Elaine: Kramer!
Kramer: Oh, hey.
Elaine: What are you doing?
Kramer: Oh, well, I-I-I'm dominating.
Elaine: You never said you were fighting children.
Kramer: Well, it's not the size of the opponent, Elaine, it's, uh, the ferocity.
Seinfeld episode, original airdate, September 19, 1996. A scene in which Elaine visits Kramer's karate class.
The most dangerous team for a pennant contender is a last-place team because it can spoil many a hard-earned victory with a couple of cheap triumphs. We've referenced in print previously how the bottom-feeding Mets have served as super spoilers in seasons in which the end result has been less than impressive. We've seen some pretty good seasons (see 1998) wrecked by the actions of basement-dwellers.
One of the nice things about the first eight games for the Mets was their dominance over the teams they should beat, i.e. the "children" of the National League East. Gary Cohen said it on SNY after one of the first few games, that if the Mets really want to be a great team this season, that has to start by pounding on some of the lesser foes.
Looking back through past seasons, I can't recall many Mets teams that had the kind of success of which I speak, until I work my way back to the way the 1986 squad performed against the Pittsburgh Pirates.
The 1986 Pirates were a young, rather mediocre group, a few years from contention, which explains the 64-98 record. They recalled one outfielder, a guy named Barry Bonds, in midseason. Another, a guy named Bobby Bonilla, also got a look-see, and was the team's final out that year (better known as Sid Fernandez's 200th K).

PROVIDED DATA

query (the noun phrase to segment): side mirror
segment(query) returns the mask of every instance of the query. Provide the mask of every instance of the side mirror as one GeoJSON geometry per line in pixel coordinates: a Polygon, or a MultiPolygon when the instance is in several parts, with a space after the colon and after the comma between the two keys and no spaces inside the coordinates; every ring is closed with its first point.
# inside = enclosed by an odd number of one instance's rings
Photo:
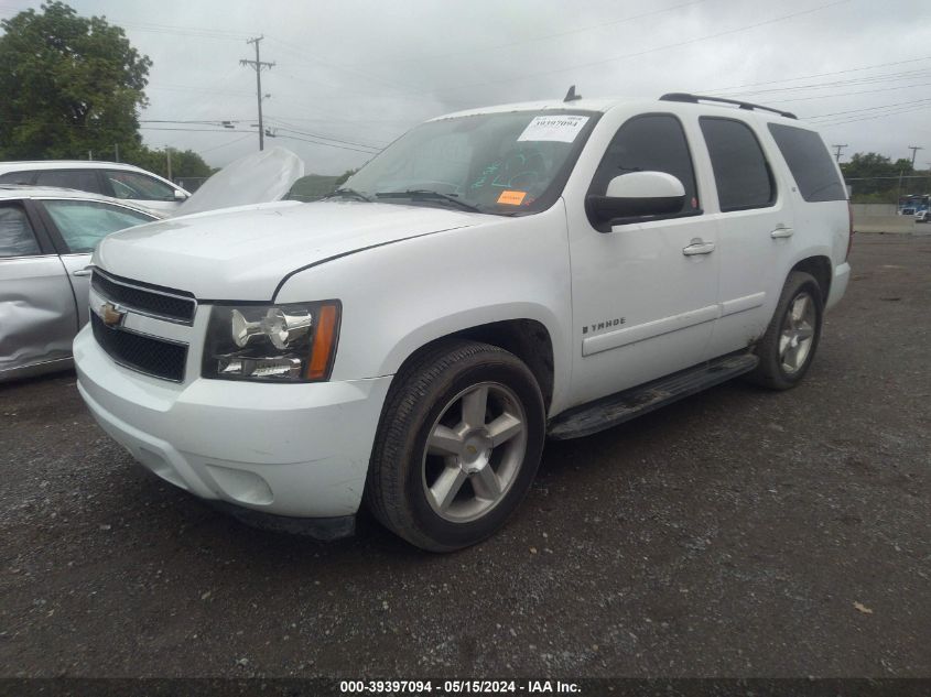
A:
{"type": "Polygon", "coordinates": [[[662,216],[682,210],[685,187],[664,172],[630,172],[608,183],[604,196],[588,196],[588,214],[597,224],[617,218],[662,216]]]}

TASK DETAILS
Does each statement below agree with the Mets column? Answer yes or no for each, quoting the words from the column that decide it. (a) The 1986 Pirates finished the season at 64-98. (b) In the quoted scene, Kramer's karate opponents are adults. (c) Gary Cohen made his remark about beating lesser foes on SNY.

COMPLETED EXERCISE
(a) Yes: "which explains the 64-98 record."
(b) No: "You never said you were fighting children."
(c) Yes: "Gary Cohen said it on SNY after one of the first few games"